## ACTIVITIES
a. Summarize the article on the proposed tariff on imported goods in two sentences.
b. Take the article on the proposed tariff on imported goods further, continuing from its last sentence.

The U.S. Business and Industry Council is asking Congress to place a tariff on all imported goods to bolster the floundering domestic manufacturing sector.
The group, which has 1,000 members in 44 states, says that some industries lost more than 70 percent of their U.S. market from 1997 to 2004. USBIC researcher Alan Tonelson said that Congressional intervention is the only way to lower the trade deficit, which was $68.5 billion in January.
“We need an emergency, across-the-board tariff,” he said. “It can be our only response. We need an emergency, economy-wide tariff that would focus on goods from those countries that have the biggest, fullest trade surplus with us. Those countries whose trading practices are nothing like free trade.”
Some financial analysts believe that tariffs are bad policy, leading to “tariff wars” and driving up the cost of goods.
“It’s an artificial barrier,” said Tom Zwirlein, professor of finance at the University of Colorado at Colorado Springs. “Tariffs in the United States are followed by a rapid response by the opposing country. It’s a detriment to free trade. The answer is some politics and some economics. As countries currency rises, their goods will cost more in the United States. And some of it is politics, continuing to negotiate with countries that are keeping their currency artificially low.”
Zwirlein said that Americans are learning to compete in the global economy, one focused on services.
“Something always comes along to create jobs,” he said. “We still have R&D (research and development), innovation. We do some things as good – or better – than other countries. With the boomer generation getting close to retirement, we don’t have the labor force for manufacturing jobs.”
According to a USBIC study, some manufacturing sectors have lost between 50 and 98 percent of their market share to foreign imports, with electronic storage and machinery tools among the hardest-hit groups.

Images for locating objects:
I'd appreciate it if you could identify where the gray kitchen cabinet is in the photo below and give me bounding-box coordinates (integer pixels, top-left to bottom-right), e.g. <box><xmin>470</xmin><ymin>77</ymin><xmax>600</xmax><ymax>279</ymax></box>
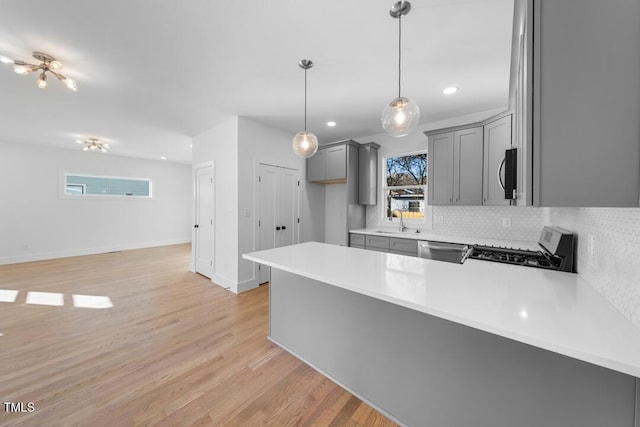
<box><xmin>358</xmin><ymin>142</ymin><xmax>380</xmax><ymax>206</ymax></box>
<box><xmin>324</xmin><ymin>145</ymin><xmax>347</xmax><ymax>181</ymax></box>
<box><xmin>349</xmin><ymin>233</ymin><xmax>418</xmax><ymax>256</ymax></box>
<box><xmin>529</xmin><ymin>0</ymin><xmax>640</xmax><ymax>207</ymax></box>
<box><xmin>320</xmin><ymin>140</ymin><xmax>366</xmax><ymax>246</ymax></box>
<box><xmin>427</xmin><ymin>132</ymin><xmax>453</xmax><ymax>206</ymax></box>
<box><xmin>427</xmin><ymin>125</ymin><xmax>483</xmax><ymax>205</ymax></box>
<box><xmin>307</xmin><ymin>149</ymin><xmax>326</xmax><ymax>182</ymax></box>
<box><xmin>453</xmin><ymin>126</ymin><xmax>483</xmax><ymax>205</ymax></box>
<box><xmin>481</xmin><ymin>114</ymin><xmax>511</xmax><ymax>206</ymax></box>
<box><xmin>307</xmin><ymin>141</ymin><xmax>348</xmax><ymax>184</ymax></box>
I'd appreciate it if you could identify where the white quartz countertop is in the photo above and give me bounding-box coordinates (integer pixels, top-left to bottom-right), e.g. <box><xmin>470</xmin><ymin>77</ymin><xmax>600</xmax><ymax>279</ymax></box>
<box><xmin>349</xmin><ymin>228</ymin><xmax>540</xmax><ymax>251</ymax></box>
<box><xmin>243</xmin><ymin>242</ymin><xmax>640</xmax><ymax>377</ymax></box>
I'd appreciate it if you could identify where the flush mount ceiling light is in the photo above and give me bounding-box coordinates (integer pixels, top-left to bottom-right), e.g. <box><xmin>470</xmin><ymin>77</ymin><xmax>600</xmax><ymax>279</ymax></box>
<box><xmin>293</xmin><ymin>59</ymin><xmax>318</xmax><ymax>157</ymax></box>
<box><xmin>0</xmin><ymin>52</ymin><xmax>78</xmax><ymax>92</ymax></box>
<box><xmin>380</xmin><ymin>1</ymin><xmax>420</xmax><ymax>137</ymax></box>
<box><xmin>76</xmin><ymin>138</ymin><xmax>109</xmax><ymax>153</ymax></box>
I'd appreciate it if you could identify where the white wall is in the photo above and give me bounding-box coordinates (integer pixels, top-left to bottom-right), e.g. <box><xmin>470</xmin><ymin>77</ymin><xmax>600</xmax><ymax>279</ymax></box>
<box><xmin>548</xmin><ymin>208</ymin><xmax>640</xmax><ymax>327</ymax></box>
<box><xmin>0</xmin><ymin>142</ymin><xmax>192</xmax><ymax>264</ymax></box>
<box><xmin>238</xmin><ymin>117</ymin><xmax>324</xmax><ymax>291</ymax></box>
<box><xmin>193</xmin><ymin>117</ymin><xmax>324</xmax><ymax>292</ymax></box>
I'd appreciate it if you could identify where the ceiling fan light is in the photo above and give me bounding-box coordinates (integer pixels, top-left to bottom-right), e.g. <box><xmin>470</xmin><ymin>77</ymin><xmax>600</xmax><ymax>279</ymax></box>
<box><xmin>13</xmin><ymin>65</ymin><xmax>31</xmax><ymax>76</ymax></box>
<box><xmin>38</xmin><ymin>72</ymin><xmax>47</xmax><ymax>89</ymax></box>
<box><xmin>64</xmin><ymin>77</ymin><xmax>78</xmax><ymax>92</ymax></box>
<box><xmin>380</xmin><ymin>97</ymin><xmax>420</xmax><ymax>137</ymax></box>
<box><xmin>292</xmin><ymin>130</ymin><xmax>318</xmax><ymax>158</ymax></box>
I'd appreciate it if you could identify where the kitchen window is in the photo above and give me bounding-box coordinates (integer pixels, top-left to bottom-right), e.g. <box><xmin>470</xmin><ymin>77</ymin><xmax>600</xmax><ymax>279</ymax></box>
<box><xmin>64</xmin><ymin>173</ymin><xmax>151</xmax><ymax>198</ymax></box>
<box><xmin>384</xmin><ymin>152</ymin><xmax>427</xmax><ymax>220</ymax></box>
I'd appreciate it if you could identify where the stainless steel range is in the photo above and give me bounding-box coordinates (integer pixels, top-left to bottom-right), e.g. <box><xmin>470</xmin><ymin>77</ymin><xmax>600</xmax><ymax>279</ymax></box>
<box><xmin>469</xmin><ymin>227</ymin><xmax>575</xmax><ymax>273</ymax></box>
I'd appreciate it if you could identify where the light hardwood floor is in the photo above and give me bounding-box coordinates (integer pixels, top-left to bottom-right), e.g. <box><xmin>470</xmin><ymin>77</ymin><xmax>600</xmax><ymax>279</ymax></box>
<box><xmin>0</xmin><ymin>245</ymin><xmax>395</xmax><ymax>426</ymax></box>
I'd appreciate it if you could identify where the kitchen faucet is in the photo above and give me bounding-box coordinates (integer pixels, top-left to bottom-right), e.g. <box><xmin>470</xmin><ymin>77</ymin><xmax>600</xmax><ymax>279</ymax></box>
<box><xmin>389</xmin><ymin>209</ymin><xmax>407</xmax><ymax>233</ymax></box>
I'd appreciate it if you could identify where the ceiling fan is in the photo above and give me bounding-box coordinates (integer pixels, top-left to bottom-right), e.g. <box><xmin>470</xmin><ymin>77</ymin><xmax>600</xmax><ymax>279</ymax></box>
<box><xmin>0</xmin><ymin>52</ymin><xmax>78</xmax><ymax>92</ymax></box>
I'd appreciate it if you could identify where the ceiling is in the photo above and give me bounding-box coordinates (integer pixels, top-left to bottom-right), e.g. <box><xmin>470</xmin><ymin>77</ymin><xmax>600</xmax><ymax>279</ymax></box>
<box><xmin>0</xmin><ymin>0</ymin><xmax>513</xmax><ymax>163</ymax></box>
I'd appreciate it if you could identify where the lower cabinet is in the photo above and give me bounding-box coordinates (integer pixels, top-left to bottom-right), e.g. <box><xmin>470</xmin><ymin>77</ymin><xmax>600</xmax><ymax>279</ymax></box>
<box><xmin>349</xmin><ymin>233</ymin><xmax>364</xmax><ymax>249</ymax></box>
<box><xmin>349</xmin><ymin>233</ymin><xmax>418</xmax><ymax>256</ymax></box>
<box><xmin>364</xmin><ymin>235</ymin><xmax>389</xmax><ymax>252</ymax></box>
<box><xmin>389</xmin><ymin>237</ymin><xmax>418</xmax><ymax>256</ymax></box>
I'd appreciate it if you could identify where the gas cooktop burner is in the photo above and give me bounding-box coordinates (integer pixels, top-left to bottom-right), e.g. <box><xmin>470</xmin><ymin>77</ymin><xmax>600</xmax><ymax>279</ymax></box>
<box><xmin>469</xmin><ymin>245</ymin><xmax>562</xmax><ymax>270</ymax></box>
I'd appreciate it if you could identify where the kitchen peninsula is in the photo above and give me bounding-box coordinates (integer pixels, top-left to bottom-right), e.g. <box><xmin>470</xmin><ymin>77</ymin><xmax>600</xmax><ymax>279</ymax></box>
<box><xmin>243</xmin><ymin>242</ymin><xmax>640</xmax><ymax>427</ymax></box>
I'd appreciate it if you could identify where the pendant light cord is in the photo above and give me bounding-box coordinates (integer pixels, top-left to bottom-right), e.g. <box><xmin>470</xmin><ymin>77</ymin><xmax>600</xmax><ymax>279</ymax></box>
<box><xmin>398</xmin><ymin>10</ymin><xmax>402</xmax><ymax>98</ymax></box>
<box><xmin>304</xmin><ymin>68</ymin><xmax>307</xmax><ymax>132</ymax></box>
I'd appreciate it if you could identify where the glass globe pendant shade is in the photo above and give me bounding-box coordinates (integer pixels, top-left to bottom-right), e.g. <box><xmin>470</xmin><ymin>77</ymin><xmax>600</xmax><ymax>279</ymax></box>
<box><xmin>380</xmin><ymin>96</ymin><xmax>420</xmax><ymax>137</ymax></box>
<box><xmin>292</xmin><ymin>130</ymin><xmax>318</xmax><ymax>157</ymax></box>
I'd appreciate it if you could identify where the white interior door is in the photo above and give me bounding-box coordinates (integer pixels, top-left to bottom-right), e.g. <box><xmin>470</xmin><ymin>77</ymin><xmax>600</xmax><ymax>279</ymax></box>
<box><xmin>194</xmin><ymin>164</ymin><xmax>215</xmax><ymax>278</ymax></box>
<box><xmin>258</xmin><ymin>164</ymin><xmax>300</xmax><ymax>283</ymax></box>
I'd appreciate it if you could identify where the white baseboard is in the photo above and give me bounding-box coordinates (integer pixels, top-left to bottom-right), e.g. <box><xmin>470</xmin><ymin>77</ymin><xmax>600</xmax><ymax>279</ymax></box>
<box><xmin>211</xmin><ymin>274</ymin><xmax>238</xmax><ymax>294</ymax></box>
<box><xmin>211</xmin><ymin>274</ymin><xmax>258</xmax><ymax>294</ymax></box>
<box><xmin>0</xmin><ymin>239</ymin><xmax>191</xmax><ymax>265</ymax></box>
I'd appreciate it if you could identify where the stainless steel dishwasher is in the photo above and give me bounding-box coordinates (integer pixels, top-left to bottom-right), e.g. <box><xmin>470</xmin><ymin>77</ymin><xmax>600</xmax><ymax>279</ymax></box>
<box><xmin>418</xmin><ymin>240</ymin><xmax>471</xmax><ymax>264</ymax></box>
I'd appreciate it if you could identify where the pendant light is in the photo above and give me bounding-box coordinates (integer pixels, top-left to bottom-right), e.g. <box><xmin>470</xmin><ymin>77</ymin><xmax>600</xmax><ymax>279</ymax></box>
<box><xmin>293</xmin><ymin>59</ymin><xmax>318</xmax><ymax>157</ymax></box>
<box><xmin>380</xmin><ymin>1</ymin><xmax>420</xmax><ymax>137</ymax></box>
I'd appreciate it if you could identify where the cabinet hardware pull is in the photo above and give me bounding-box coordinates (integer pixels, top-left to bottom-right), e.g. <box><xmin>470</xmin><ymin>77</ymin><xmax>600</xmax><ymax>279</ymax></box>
<box><xmin>498</xmin><ymin>156</ymin><xmax>507</xmax><ymax>190</ymax></box>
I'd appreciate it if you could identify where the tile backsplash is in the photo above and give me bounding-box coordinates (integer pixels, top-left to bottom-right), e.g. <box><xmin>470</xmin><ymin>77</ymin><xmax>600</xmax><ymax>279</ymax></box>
<box><xmin>368</xmin><ymin>206</ymin><xmax>640</xmax><ymax>328</ymax></box>
<box><xmin>433</xmin><ymin>206</ymin><xmax>546</xmax><ymax>242</ymax></box>
<box><xmin>548</xmin><ymin>208</ymin><xmax>640</xmax><ymax>327</ymax></box>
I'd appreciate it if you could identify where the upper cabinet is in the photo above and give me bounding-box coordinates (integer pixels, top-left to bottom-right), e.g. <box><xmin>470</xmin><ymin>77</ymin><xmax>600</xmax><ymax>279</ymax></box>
<box><xmin>516</xmin><ymin>0</ymin><xmax>640</xmax><ymax>207</ymax></box>
<box><xmin>427</xmin><ymin>0</ymin><xmax>640</xmax><ymax>207</ymax></box>
<box><xmin>427</xmin><ymin>126</ymin><xmax>483</xmax><ymax>205</ymax></box>
<box><xmin>476</xmin><ymin>114</ymin><xmax>511</xmax><ymax>206</ymax></box>
<box><xmin>307</xmin><ymin>142</ymin><xmax>347</xmax><ymax>183</ymax></box>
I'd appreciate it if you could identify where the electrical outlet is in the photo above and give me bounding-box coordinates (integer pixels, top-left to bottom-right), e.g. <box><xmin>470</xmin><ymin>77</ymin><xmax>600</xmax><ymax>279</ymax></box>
<box><xmin>587</xmin><ymin>234</ymin><xmax>596</xmax><ymax>258</ymax></box>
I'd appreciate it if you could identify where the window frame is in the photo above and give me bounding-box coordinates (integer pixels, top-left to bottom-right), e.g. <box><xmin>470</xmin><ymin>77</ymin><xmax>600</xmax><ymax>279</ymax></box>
<box><xmin>380</xmin><ymin>148</ymin><xmax>429</xmax><ymax>226</ymax></box>
<box><xmin>58</xmin><ymin>170</ymin><xmax>154</xmax><ymax>200</ymax></box>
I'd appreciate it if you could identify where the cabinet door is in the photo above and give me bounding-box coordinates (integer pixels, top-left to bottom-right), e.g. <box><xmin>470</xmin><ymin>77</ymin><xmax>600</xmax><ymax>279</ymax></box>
<box><xmin>427</xmin><ymin>132</ymin><xmax>453</xmax><ymax>205</ymax></box>
<box><xmin>482</xmin><ymin>115</ymin><xmax>511</xmax><ymax>206</ymax></box>
<box><xmin>324</xmin><ymin>145</ymin><xmax>347</xmax><ymax>180</ymax></box>
<box><xmin>307</xmin><ymin>150</ymin><xmax>326</xmax><ymax>182</ymax></box>
<box><xmin>453</xmin><ymin>126</ymin><xmax>483</xmax><ymax>206</ymax></box>
<box><xmin>533</xmin><ymin>0</ymin><xmax>640</xmax><ymax>207</ymax></box>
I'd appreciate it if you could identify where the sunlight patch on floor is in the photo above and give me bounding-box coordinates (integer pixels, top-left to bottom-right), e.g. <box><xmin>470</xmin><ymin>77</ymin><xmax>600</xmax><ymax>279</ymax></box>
<box><xmin>73</xmin><ymin>295</ymin><xmax>113</xmax><ymax>308</ymax></box>
<box><xmin>0</xmin><ymin>289</ymin><xmax>18</xmax><ymax>302</ymax></box>
<box><xmin>25</xmin><ymin>292</ymin><xmax>64</xmax><ymax>306</ymax></box>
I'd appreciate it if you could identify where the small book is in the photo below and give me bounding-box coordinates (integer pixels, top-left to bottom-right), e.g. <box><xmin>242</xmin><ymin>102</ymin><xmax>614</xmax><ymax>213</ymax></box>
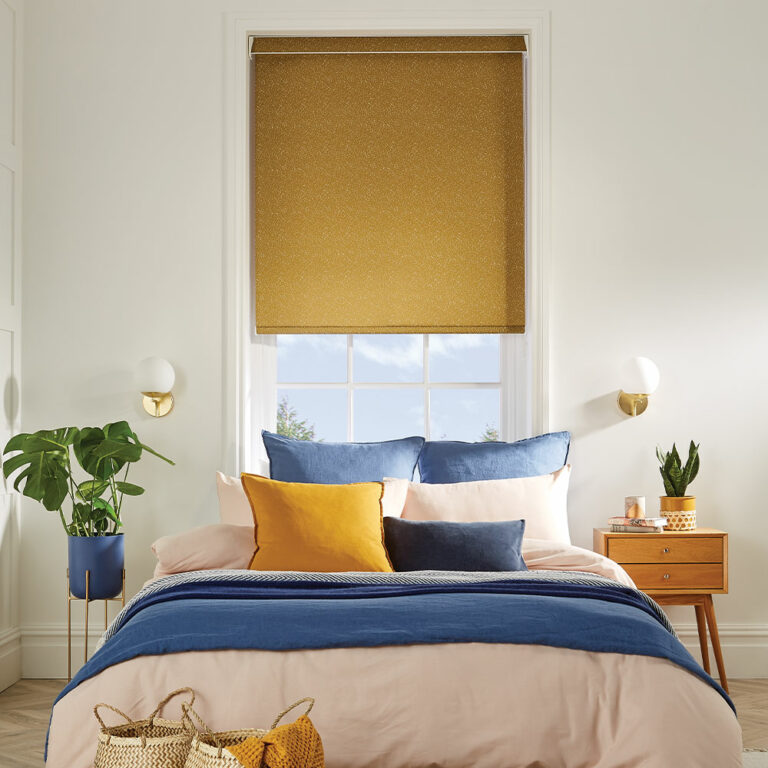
<box><xmin>611</xmin><ymin>524</ymin><xmax>664</xmax><ymax>533</ymax></box>
<box><xmin>608</xmin><ymin>517</ymin><xmax>667</xmax><ymax>528</ymax></box>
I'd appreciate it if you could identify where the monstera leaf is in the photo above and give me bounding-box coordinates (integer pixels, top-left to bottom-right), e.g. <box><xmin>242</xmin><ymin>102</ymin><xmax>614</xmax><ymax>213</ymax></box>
<box><xmin>73</xmin><ymin>421</ymin><xmax>173</xmax><ymax>480</ymax></box>
<box><xmin>3</xmin><ymin>427</ymin><xmax>78</xmax><ymax>511</ymax></box>
<box><xmin>2</xmin><ymin>421</ymin><xmax>173</xmax><ymax>536</ymax></box>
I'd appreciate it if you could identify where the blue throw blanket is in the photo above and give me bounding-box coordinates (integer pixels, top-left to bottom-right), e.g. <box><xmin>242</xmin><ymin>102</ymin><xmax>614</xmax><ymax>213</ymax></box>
<box><xmin>45</xmin><ymin>571</ymin><xmax>735</xmax><ymax>756</ymax></box>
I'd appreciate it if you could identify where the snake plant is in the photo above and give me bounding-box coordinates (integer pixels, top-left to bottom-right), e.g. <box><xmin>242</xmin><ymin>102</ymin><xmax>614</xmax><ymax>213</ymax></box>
<box><xmin>656</xmin><ymin>440</ymin><xmax>699</xmax><ymax>496</ymax></box>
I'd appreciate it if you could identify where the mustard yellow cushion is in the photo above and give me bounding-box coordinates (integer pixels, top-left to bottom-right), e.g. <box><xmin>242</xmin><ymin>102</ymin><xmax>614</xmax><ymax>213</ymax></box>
<box><xmin>241</xmin><ymin>473</ymin><xmax>392</xmax><ymax>572</ymax></box>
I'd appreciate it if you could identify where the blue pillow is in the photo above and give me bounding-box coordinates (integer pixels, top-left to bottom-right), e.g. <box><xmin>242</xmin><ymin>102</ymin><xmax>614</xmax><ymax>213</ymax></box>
<box><xmin>419</xmin><ymin>432</ymin><xmax>571</xmax><ymax>483</ymax></box>
<box><xmin>261</xmin><ymin>431</ymin><xmax>424</xmax><ymax>484</ymax></box>
<box><xmin>384</xmin><ymin>517</ymin><xmax>528</xmax><ymax>571</ymax></box>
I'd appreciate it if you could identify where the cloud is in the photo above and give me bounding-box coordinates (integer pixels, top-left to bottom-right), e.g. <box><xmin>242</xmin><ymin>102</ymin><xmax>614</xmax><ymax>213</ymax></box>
<box><xmin>354</xmin><ymin>335</ymin><xmax>424</xmax><ymax>371</ymax></box>
<box><xmin>429</xmin><ymin>333</ymin><xmax>499</xmax><ymax>358</ymax></box>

## TASK-BY-TASK OUTPUTS
a. The U.S. Business and Industry Council is asking Congress for an emergency, across-the-board tariff on imported goods to bolster domestic manufacturing, citing industries that lost more than 70 percent of their U.S. market from 1997 to 2004 and a trade deficit of $68.5 billion in January. Finance professor Tom Zwirlein counters that tariffs are an artificial barrier that draws a rapid response from other countries, and that Americans are learning to compete in a global economy focused on services.

b.
The study uses import penetration figures to examine the trade deficit, which Tonelson claims shows a more complete picture of the country’s manufacturing woes.
“They (import penetration figures) compare apples with apples,” he said. “The performance of products made in the United States versus products made overseas in the same U.S. market. That’s the market the domestic manufacturers should know best. Trade deficit figures compare U.S.-made products’ performance in overseas markets versus foreign-made products’ performance in the U.S. market.”
But Zwirlein said the comparisons are not that simple – and the data does not take the “global economy” into account.
“They are most likely skewed because they don’t take into account U.S. companies that are manufacturing overseas; or foreign companies that are manufacturing items in the U.S.,” he said. “If Toyota builds a car in the United States, they’re using U.S. labor, but the sale gets counted in Japan. It’s more complicated.”
The study claims that textile sectors, pharmaceutical preparations, telecommunications hardware, computers, broadcasting, wireless communications and environmental controls have lost more than 50 percent of their U.S. market to imports.
“Only four of the 112 industries gained ground in the U.S. market in the seven years examined,” Tonelson said. “Semiconductors, semiconductor manufacturing equipment, heavy trucks, and synthetic dyes and pigments. Only heavy trucks gained more than a percentage point of market share during these seven years.”
Tonelson said his organization is concerned about the importance of the manufacturing sector to American democracy and to prosperity.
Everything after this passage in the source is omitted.